What is asked:
Extract every line of the records below verbatim, keeping each one unchanged.

Point annotation records:

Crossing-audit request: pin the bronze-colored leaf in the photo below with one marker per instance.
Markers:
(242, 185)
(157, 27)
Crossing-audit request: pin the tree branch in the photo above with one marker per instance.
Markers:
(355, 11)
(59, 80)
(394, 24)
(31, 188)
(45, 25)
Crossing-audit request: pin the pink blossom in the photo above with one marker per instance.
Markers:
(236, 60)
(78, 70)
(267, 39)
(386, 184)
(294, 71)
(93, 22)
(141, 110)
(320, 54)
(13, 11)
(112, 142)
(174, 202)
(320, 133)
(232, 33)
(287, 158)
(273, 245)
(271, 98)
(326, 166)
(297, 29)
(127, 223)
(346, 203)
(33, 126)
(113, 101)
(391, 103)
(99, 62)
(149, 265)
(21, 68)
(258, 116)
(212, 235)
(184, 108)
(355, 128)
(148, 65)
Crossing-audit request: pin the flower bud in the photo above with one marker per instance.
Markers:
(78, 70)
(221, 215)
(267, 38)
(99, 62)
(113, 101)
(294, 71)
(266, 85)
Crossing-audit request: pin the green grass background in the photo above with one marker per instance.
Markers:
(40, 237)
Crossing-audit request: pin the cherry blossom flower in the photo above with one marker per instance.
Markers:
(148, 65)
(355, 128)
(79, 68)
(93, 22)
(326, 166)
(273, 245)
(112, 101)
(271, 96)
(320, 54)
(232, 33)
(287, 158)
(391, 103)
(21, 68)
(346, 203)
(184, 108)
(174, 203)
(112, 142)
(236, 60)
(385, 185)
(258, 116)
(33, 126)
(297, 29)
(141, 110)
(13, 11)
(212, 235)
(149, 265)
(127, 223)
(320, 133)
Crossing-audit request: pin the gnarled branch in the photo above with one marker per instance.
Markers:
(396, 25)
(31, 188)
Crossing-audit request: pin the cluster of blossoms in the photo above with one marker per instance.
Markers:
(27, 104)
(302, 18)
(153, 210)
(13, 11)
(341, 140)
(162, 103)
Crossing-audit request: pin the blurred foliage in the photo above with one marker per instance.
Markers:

Correct result:
Crossing-audit request: pin the bronze-colored leaf in the photo below with one marker per instance.
Markers:
(242, 185)
(157, 27)
Crossing-audit request: pin the tree branch in the photo above with one marker per instance.
Markers:
(355, 11)
(59, 80)
(394, 24)
(31, 188)
(45, 25)
Crossing-audit request: pin the pink blossom in the photo above with one marker per instance.
Markers:
(236, 60)
(78, 70)
(267, 39)
(386, 184)
(294, 71)
(93, 22)
(141, 110)
(320, 54)
(13, 11)
(112, 142)
(174, 202)
(320, 133)
(232, 33)
(287, 158)
(273, 245)
(271, 98)
(326, 166)
(297, 29)
(127, 223)
(346, 203)
(33, 126)
(113, 101)
(391, 103)
(99, 62)
(149, 265)
(21, 68)
(258, 116)
(212, 235)
(184, 108)
(355, 128)
(148, 65)
Crossing-audit request: pin the flower bud in the photo above with one marker per instance.
Markers:
(78, 70)
(221, 215)
(267, 38)
(99, 62)
(113, 101)
(294, 71)
(266, 85)
Crossing-audit request: pin the green grass background in the photo above with one marker per instance.
Markers:
(40, 237)
Crossing-audit request: pin the cherry blossom flower in the photo above with one marker per instance.
Markers:
(148, 65)
(355, 128)
(79, 68)
(93, 22)
(326, 166)
(273, 245)
(112, 101)
(271, 96)
(320, 54)
(232, 33)
(287, 158)
(391, 103)
(21, 68)
(346, 203)
(184, 108)
(174, 203)
(112, 142)
(236, 60)
(385, 185)
(258, 116)
(33, 126)
(297, 29)
(141, 110)
(13, 11)
(212, 235)
(149, 265)
(127, 223)
(320, 133)
Crossing-audit request: pin the gnarled branch in the photo above with one marker per instance.
Markers:
(396, 25)
(31, 188)
Crossing-audit request: pin the cluster of blossoms in the photo above with one marker per instance.
Markers:
(27, 104)
(302, 18)
(153, 210)
(13, 11)
(341, 140)
(162, 103)
Crossing-audit request: pin the blurred foliage in the photo above with one marker per instance.
Markers:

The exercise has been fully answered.